### Textauszug
↓↓↓
Meinem Mann gegenüber hatte ich vollstes Vertrauen. Aber wie würde unser Sohn wochenlang ohne seine Mutter klarkommen? Da war ich mir unsicher. Die Verabschiedung am Flughafen fiel mir deutlich schwerer als ihm. Er war es damals schon gewohnt, dass ich immer mal wieder für ein paar Tage wegen eines Kurztrips nach Berlin oder Hamburg von der Bildfläche verschwand. Für ihn war der Moment des Abschieds nichts Besonderes. Als Erwachsener weiß man aber besser als Vierjährige, dass fünf Wochen deutlich länger als die durchschnittliche Dauer einer Dienstreise sind. Ich kämpfte mit den Tränen.

»Ich bin immer dein Freund«, versuchte unser Sohn mich zu trösten. Worte, die die beabsichtigte Wirkung völlig verfehlten: Hemmungslos heulend hievte ich wenige Minuten später mein Handgepäck aufs Rollband. »Hören Sie auf!«, wies mich die Sicherheitsbeamtin zurecht. Sie müsse sonst mit weinen.
↑↑↑
### Bereitgestellte Daten
↓↓↓
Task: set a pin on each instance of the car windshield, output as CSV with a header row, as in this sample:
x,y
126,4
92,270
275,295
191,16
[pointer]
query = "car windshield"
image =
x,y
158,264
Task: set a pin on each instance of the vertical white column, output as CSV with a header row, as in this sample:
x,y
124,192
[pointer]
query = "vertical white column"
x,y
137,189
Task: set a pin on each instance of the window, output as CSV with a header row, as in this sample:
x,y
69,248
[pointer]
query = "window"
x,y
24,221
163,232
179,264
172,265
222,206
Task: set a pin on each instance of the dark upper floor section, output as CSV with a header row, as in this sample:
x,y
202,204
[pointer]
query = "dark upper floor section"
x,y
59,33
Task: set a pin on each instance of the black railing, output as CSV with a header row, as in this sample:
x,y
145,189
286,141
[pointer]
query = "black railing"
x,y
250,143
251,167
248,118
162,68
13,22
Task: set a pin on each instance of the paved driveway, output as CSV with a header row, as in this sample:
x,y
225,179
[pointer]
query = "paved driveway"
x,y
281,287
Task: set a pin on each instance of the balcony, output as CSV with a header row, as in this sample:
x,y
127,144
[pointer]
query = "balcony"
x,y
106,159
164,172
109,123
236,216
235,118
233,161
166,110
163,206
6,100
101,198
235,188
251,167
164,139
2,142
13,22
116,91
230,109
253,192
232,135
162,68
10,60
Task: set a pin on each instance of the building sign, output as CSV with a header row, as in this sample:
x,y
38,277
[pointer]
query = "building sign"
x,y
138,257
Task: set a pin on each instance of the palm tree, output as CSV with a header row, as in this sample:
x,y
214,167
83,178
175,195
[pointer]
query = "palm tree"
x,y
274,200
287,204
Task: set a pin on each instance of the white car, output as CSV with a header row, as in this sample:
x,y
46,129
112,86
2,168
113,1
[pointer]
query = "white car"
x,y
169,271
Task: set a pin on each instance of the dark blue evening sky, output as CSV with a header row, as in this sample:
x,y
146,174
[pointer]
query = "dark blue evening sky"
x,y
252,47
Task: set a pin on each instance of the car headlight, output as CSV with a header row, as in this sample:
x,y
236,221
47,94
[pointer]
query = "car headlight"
↑↑↑
### Aufgabenstellung
Setze den Textauszug über den Abschied am Flughafen im Anschluss an seinen letzten Satz fort.

### Antwort zur Aufgabe
Mein Freund, das Kind, und mein Ehemann kamen natürlich bestens ohne mich zurecht. Nichts anderes hatte ich erwartet, aber weh tat es schon auch ein bisschen. Hat nicht jede Mutter irgendeine Superkraft, ohne die der Rest der Familie verhungert, verdurstet oder zumindest schlecht schläft? Ich offensichtlich nicht. Ein einziges Mal in den folgenden fünf Wochen schrieb mir mein Mann in aussichtsloser Lage eine SMS. Er vermisste die orangefarbene Frisbeescheibe. »Hab sie!«, textete er, noch bevor mir die Schublade im Kellerschrank einfiel.

»Es läuft alles so viel besser ohne dich«, jubelte er ein paar Tage später. Anziehen, Gesicht waschen, Zähne putzen. Das alles erledige der Sohn plötzlich ohne Widerstand. Offensichtlich wurde auch mehr gelacht ohne mich. »Ein Rabe geht im Feld spazieren. Da fällt der Weizen um.« Mir hat sich der Humor Helge Schneiders nie erschlossen. Vater und Sohn aber entdeckten mit der Liebe zu diesem Quatsch neue Gemeinsamkeiten.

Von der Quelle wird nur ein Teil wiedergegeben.